▶ _WORK TASK_: Your response should consist of the entries below, written out exactly.

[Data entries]
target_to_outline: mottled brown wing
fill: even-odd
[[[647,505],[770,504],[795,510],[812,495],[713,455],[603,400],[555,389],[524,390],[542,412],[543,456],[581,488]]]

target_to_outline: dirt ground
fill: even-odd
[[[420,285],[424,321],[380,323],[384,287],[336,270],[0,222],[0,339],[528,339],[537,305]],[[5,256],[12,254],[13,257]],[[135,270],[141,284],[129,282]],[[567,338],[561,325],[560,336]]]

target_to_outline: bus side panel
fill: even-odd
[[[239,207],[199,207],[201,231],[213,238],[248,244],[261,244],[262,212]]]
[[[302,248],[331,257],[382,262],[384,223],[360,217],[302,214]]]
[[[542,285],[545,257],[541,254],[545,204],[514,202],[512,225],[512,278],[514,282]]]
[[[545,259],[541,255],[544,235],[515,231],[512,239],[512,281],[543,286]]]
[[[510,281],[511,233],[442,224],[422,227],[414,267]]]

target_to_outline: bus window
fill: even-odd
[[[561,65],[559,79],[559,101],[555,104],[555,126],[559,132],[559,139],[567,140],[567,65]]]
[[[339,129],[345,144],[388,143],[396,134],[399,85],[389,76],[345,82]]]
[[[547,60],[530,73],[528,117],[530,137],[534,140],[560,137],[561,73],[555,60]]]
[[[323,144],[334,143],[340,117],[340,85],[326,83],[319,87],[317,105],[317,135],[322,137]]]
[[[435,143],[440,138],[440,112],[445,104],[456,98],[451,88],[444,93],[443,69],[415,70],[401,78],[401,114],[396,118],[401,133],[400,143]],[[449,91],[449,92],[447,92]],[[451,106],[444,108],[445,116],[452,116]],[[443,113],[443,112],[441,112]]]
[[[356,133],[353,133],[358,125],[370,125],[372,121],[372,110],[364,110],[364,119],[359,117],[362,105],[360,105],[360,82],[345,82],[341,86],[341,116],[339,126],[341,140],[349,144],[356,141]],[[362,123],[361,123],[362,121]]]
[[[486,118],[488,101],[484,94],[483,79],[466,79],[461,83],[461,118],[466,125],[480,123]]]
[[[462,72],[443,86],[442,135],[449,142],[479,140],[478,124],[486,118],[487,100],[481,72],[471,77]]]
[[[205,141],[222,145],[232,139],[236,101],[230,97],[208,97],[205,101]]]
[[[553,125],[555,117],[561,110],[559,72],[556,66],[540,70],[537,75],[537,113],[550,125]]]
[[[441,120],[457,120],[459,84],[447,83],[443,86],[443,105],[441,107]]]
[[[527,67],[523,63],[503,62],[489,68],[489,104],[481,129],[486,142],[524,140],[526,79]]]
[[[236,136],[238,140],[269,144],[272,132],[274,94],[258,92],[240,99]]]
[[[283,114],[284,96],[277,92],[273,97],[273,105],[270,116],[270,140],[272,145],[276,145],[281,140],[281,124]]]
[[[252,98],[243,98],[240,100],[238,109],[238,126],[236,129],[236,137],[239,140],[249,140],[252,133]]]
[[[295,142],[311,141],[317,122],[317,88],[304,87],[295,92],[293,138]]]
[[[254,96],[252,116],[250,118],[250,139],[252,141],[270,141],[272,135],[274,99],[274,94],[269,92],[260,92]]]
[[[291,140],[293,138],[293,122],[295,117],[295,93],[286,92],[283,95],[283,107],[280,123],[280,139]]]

▶ _REPLY_:
target_to_outline: mottled brown wing
fill: even-odd
[[[647,505],[770,504],[795,510],[812,495],[713,455],[603,400],[555,389],[524,390],[542,412],[543,456],[581,488]]]

target_to_outline: dirt ground
fill: even-odd
[[[420,285],[424,321],[380,323],[384,287],[336,270],[0,222],[0,339],[528,339],[537,305]],[[5,256],[12,254],[13,257]],[[135,270],[141,284],[129,282]],[[567,338],[561,325],[560,336]]]

target_to_outline: bus side panel
fill: even-odd
[[[239,207],[199,207],[201,231],[213,238],[248,244],[261,244],[262,212]]]
[[[302,248],[331,257],[382,262],[384,223],[360,217],[302,214]]]
[[[542,285],[545,257],[541,254],[545,204],[514,202],[512,225],[512,278],[514,282]]]
[[[545,259],[541,255],[544,235],[515,231],[512,239],[512,281],[543,286]]]
[[[510,281],[511,233],[442,224],[422,227],[414,267]]]

target_to_outline: bus window
fill: even-odd
[[[561,65],[559,79],[559,101],[555,104],[555,126],[559,132],[559,139],[567,140],[567,65]]]
[[[339,129],[345,144],[388,143],[396,134],[399,85],[389,76],[345,82]]]
[[[547,60],[530,73],[528,117],[530,137],[534,140],[560,137],[561,73],[555,60]]]
[[[323,144],[334,143],[340,117],[340,85],[326,83],[319,87],[317,105],[317,135],[322,137]]]
[[[435,143],[440,138],[440,112],[445,104],[456,98],[451,88],[444,93],[443,69],[415,70],[401,78],[401,114],[396,118],[401,133],[400,143]],[[449,91],[449,92],[447,92]],[[451,106],[444,108],[445,116],[452,116]],[[443,113],[443,112],[441,112]]]
[[[356,133],[353,133],[358,125],[370,125],[372,121],[372,110],[364,110],[364,119],[359,117],[362,105],[360,105],[360,82],[345,82],[341,86],[341,116],[339,126],[341,140],[349,144],[356,141]],[[362,123],[361,123],[362,121]]]
[[[486,118],[488,101],[484,94],[483,79],[466,79],[461,83],[461,118],[466,125],[480,123]]]
[[[462,72],[443,86],[442,135],[449,142],[479,140],[478,124],[486,118],[487,100],[481,72],[471,77]]]
[[[205,141],[222,145],[232,139],[236,101],[230,97],[208,97],[205,101]]]
[[[553,125],[555,117],[561,110],[559,72],[556,66],[540,70],[537,75],[537,113],[550,125]]]
[[[441,120],[457,120],[459,84],[447,83],[443,86],[443,105],[441,107]]]
[[[527,67],[523,63],[503,62],[489,68],[489,104],[481,129],[486,142],[524,140],[526,79]]]
[[[236,136],[238,140],[269,144],[272,132],[274,94],[258,92],[240,99]]]
[[[283,114],[284,96],[277,92],[273,97],[273,105],[270,116],[270,140],[272,145],[276,145],[281,140],[281,124]]]
[[[252,98],[243,98],[240,100],[238,109],[238,126],[236,129],[236,137],[239,140],[249,140],[252,133]]]
[[[295,142],[311,141],[317,122],[317,88],[304,87],[295,92],[293,138]]]
[[[254,96],[252,116],[250,118],[250,139],[252,141],[270,141],[272,135],[274,99],[274,94],[269,92],[260,92]]]
[[[291,140],[293,138],[293,122],[295,117],[295,93],[286,92],[283,95],[283,107],[280,123],[280,139]]]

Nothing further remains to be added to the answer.